**Task to complete**: Could you give back every entry below exactly, with the pictures dropped?

Stored items
= = = = = = =

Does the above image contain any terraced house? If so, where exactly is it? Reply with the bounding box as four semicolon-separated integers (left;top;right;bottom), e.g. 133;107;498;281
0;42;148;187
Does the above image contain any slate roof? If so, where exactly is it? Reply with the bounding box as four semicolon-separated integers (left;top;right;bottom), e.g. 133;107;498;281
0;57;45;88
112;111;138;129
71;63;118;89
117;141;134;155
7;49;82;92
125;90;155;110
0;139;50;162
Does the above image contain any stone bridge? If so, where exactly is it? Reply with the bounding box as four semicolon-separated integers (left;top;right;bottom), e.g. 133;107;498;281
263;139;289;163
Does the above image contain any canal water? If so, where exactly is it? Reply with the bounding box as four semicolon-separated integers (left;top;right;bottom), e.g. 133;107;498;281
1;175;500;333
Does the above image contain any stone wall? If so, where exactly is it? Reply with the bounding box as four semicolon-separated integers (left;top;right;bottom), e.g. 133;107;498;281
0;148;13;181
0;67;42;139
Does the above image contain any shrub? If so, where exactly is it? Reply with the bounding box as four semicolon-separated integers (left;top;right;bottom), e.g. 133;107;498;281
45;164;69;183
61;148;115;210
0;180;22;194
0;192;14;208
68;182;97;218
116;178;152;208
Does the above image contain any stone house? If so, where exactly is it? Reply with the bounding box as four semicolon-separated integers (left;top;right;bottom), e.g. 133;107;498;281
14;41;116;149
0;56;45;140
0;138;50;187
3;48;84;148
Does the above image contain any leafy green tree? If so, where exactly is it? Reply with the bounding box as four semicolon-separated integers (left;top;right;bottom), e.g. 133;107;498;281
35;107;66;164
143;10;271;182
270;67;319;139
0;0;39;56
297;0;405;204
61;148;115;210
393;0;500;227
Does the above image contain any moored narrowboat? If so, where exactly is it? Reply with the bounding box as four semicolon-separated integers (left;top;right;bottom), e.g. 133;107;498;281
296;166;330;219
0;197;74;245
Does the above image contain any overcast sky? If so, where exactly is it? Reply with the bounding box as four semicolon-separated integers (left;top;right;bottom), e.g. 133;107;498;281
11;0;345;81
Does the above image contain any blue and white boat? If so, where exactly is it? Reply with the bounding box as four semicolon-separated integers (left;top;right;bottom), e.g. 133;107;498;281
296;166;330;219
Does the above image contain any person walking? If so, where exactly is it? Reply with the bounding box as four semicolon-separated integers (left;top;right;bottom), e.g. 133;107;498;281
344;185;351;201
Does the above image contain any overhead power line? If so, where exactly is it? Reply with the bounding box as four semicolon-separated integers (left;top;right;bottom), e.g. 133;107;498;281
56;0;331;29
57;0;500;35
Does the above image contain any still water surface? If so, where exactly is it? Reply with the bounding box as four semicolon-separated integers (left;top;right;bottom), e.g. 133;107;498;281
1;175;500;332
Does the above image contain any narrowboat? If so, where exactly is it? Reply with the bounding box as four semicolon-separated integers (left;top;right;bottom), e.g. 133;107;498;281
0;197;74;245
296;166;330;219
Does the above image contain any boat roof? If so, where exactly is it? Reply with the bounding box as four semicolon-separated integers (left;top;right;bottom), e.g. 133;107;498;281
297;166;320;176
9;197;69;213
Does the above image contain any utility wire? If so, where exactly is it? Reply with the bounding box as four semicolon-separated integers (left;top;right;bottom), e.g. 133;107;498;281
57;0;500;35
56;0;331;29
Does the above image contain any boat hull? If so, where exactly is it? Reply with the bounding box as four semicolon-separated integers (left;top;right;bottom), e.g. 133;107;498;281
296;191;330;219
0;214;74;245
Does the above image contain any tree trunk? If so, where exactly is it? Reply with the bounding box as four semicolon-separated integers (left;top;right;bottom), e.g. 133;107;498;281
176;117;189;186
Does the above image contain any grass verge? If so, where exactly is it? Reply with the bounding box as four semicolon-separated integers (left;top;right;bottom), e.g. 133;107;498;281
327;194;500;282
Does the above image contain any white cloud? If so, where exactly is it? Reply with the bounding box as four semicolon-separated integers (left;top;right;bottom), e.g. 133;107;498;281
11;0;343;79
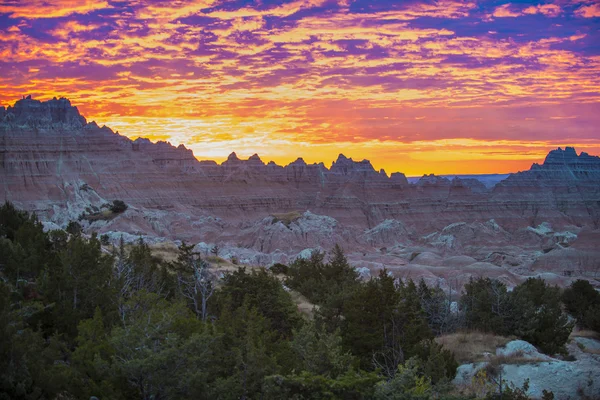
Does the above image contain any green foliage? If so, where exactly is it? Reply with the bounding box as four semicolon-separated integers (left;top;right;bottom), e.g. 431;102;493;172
263;370;381;400
0;204;577;398
215;267;302;337
397;280;435;359
288;245;361;337
460;277;573;355
0;282;72;399
290;320;355;377
482;378;554;400
0;201;30;240
510;278;573;354
109;200;128;214
461;277;513;335
0;202;51;283
66;220;82;236
127;237;174;295
583;304;600;332
374;358;432;400
107;291;209;399
39;233;116;339
214;301;281;399
413;340;458;385
563;279;600;331
341;269;402;370
270;262;289;275
286;245;360;306
70;307;122;399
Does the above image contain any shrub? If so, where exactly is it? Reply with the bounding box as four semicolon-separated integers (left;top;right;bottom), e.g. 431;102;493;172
100;234;110;246
460;277;513;335
511;278;573;354
110;200;128;214
563;280;600;331
460;277;573;355
66;221;82;236
583;304;600;332
270;263;289;275
413;339;458;385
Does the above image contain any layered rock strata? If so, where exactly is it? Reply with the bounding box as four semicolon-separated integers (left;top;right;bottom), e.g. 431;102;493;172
2;97;600;288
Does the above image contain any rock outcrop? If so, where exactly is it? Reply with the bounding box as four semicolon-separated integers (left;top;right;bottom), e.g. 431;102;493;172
453;338;600;399
2;97;600;288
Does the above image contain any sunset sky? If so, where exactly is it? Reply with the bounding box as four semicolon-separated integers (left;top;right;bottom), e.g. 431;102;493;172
1;0;599;176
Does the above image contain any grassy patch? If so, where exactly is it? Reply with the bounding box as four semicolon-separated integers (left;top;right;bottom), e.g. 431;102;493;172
271;211;303;227
491;352;547;365
148;242;180;262
582;348;600;355
288;289;317;318
570;329;600;340
436;331;514;364
83;209;116;222
206;255;228;264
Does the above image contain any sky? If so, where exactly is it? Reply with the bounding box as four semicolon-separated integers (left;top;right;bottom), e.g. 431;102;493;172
1;0;599;176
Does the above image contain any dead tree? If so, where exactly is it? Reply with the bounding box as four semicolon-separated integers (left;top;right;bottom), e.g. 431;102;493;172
178;255;216;321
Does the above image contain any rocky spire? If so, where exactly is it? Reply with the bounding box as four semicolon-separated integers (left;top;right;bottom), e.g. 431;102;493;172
2;96;87;128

= = = = = = =

**Response to the exercise**:
Does the above image contain any terraced house? If so, where exactly is it? Reply with the bounding box as four semicolon-separated integers (left;top;right;bottom), e.g. 133;107;498;281
0;42;148;187
Does the above image contain any slate roof? If so, where exactly is it? Reply with the bounding box as four semicolon-separated integers (left;top;right;bottom), e.g. 133;107;498;281
0;57;45;88
112;111;138;129
71;63;118;89
117;141;134;155
7;49;82;92
125;90;155;110
0;139;50;162
Does the above image contain any stone bridge? If so, where exactly is it? Reply with the bounding box as four semicolon-separated integers (left;top;right;bottom), e.g. 133;107;498;281
263;139;289;163
Does the above image contain any canal water? If so, where exactly is it? Reply with the bounding box as four semicolon-separated integers (left;top;right;bottom), e.g. 133;107;498;281
1;175;500;333
Does the above image contain any stone wall? If so, where exactly is it? Reply with the bounding box as four semicolon-separated integers (left;top;right;bottom), e.g. 133;107;498;281
0;148;13;181
0;67;42;139
Does the above image contain any shrub? If so, where exactly is it? Reply with the bounding box as four semicolon-separated integers (left;top;right;bottom), e.g. 133;107;498;281
45;164;69;183
61;148;115;210
0;180;22;194
0;192;14;208
68;182;97;218
116;178;152;208
Does the above image contain any stone house? If so, where exactly is it? Reply with the bounding box as four semicolon-separated integers (left;top;right;bottom), e.g. 133;107;498;281
14;41;116;149
0;56;45;140
0;138;50;187
3;48;84;148
Does the above image contain any leafy green tree? If so, where exactly is it? Reply with the bounding box as four semicolon-separated integers (left;top;right;bottom), e.g. 133;107;498;281
35;107;66;164
143;10;271;182
270;67;319;139
0;0;39;56
297;0;405;204
61;148;115;210
393;0;500;227
Does the above image contain any moored narrowboat? If so, where exactly is it? Reply with the bounding box as four semicolon-separated integers (left;top;right;bottom), e.g. 133;107;498;281
296;166;330;219
0;197;74;245
Does the above image contain any overcast sky? If so, where exactly is it? Reply with the bounding box as four semicolon-separated integers (left;top;right;bottom), e.g. 133;107;498;281
11;0;345;81
Does the above image contain any blue and white boat? If so, where exactly is it? Reply with the bounding box as four semicolon-separated integers (left;top;right;bottom), e.g. 133;107;498;281
296;166;330;219
Does the above image contain any person walking? If so, where exactly is it? Reply with the bounding box as four semicolon-separated integers (left;top;right;bottom), e.g. 133;107;498;281
344;185;351;201
Does the above image contain any overhead power line? If so, where exactly is it? Reply with the bounding box as four semicolon-separated integers (left;top;right;bottom), e.g. 133;107;498;281
56;0;331;29
57;0;500;35
Does the above image contain any still water surface? If so, where exactly is it? Reply with the bounding box as four semicolon-separated integers (left;top;right;bottom), e.g. 133;107;498;281
1;175;500;332
Does the above image contain any narrowboat? If so, where exactly is it? Reply with the bounding box as four semicolon-separated integers (left;top;right;bottom), e.g. 133;107;498;281
0;197;74;245
296;166;330;219
Does the above image contain any boat roof? If so, where exactly is it? Reply with the bounding box as four semicolon-separated integers (left;top;right;bottom), e.g. 133;107;498;281
297;166;320;176
9;197;69;213
Does the above image contain any utility wire? If so, where exactly is it? Reply with the bounding box as four semicolon-separated integers (left;top;right;bottom), e.g. 133;107;498;281
57;0;500;35
56;0;331;29
Does the above image contain any boat hull? If so, where exactly is it? Reply with the bounding box as four semicolon-separated integers (left;top;right;bottom), e.g. 133;107;498;281
296;191;330;219
0;214;74;245
Does the above image contain any tree trunk? If so, where exactly is it? Reply with the bounding box as four semicolon-separated integers (left;top;right;bottom), e.g. 133;107;498;281
176;117;189;186
Does the above image contain any grass verge? If so, where exactly is it? Reply with the bounding box as four semicolon-separated integers (left;top;right;bottom), e.g. 133;107;498;281
327;194;500;282
Does the above image contain any white cloud? If so, where exactly is it? Reply with the bounding box as four semicolon-separated integers (left;top;right;bottom), e.g. 133;107;498;281
11;0;343;79
Does the above image contain any green foliage? If so, where exactly is it? Reply with the bounding box as four semicolon-separated integers (left;top;right;bottom), e.g. 431;102;493;172
263;370;381;400
0;204;577;398
215;267;302;337
397;280;435;359
288;245;361;337
460;277;573;355
0;282;72;399
290;320;355;377
482;378;554;400
0;201;30;240
510;278;573;354
109;200;128;214
461;277;513;335
0;202;51;283
66;220;82;236
127;237;174;295
583;304;600;332
374;358;432;400
107;291;209;399
39;233;116;339
214;301;281;399
413;340;458;385
563;279;600;331
341;269;402;370
270;262;289;275
286;245;360;306
70;307;122;399
Does the above image contain any shrub? If so, where exactly is it? Reply with the bounding box as four semicolon-separated integers (left;top;right;bottom), e.g. 431;102;493;172
100;234;110;246
460;277;513;335
511;278;573;354
110;200;128;214
563;280;600;331
460;277;573;355
66;221;82;236
583;304;600;332
270;263;289;275
413;339;458;385
Does the above image contain any layered rock strata? If so, where exactly is it? Reply with the bounding box as four semicolon-separated integers (left;top;right;bottom), e.g. 431;102;493;172
2;97;600;288
Does the above image contain any rock outcrop? If so, where exactly is it? Reply with the bounding box as four semicolon-separated integers (left;top;right;bottom), e.g. 431;102;493;172
453;338;600;399
2;97;600;288
Does the above image contain any sunset sky? If so, where exactly is it? Reply with the bounding box as four semicolon-separated integers (left;top;right;bottom), e.g. 431;102;493;172
1;0;599;176
Does the above image contain any grassy patch? If so, where exactly is it? Reply with the bounding box as four semicolon-separated integers (left;top;right;bottom), e.g. 431;102;493;172
271;211;303;227
491;352;547;365
148;242;180;262
582;348;600;355
288;289;317;318
570;329;600;340
436;331;514;364
83;209;116;222
206;255;228;264
Does the above image contain any sky? If so, where exactly is it? Reply with the bounding box as four semicolon-separated integers (left;top;right;bottom), e.g. 431;102;493;172
1;0;599;176
Does the above image contain any dead tree? If so, where exactly is it? Reply with the bounding box as four semicolon-separated integers (left;top;right;bottom), e.g. 431;102;493;172
178;255;216;321
Does the above image contain any rocky spire? If so, where exactly is it? Reply with the bounding box as four semicolon-separated integers (left;top;right;bottom), e.g. 431;102;493;172
2;96;87;128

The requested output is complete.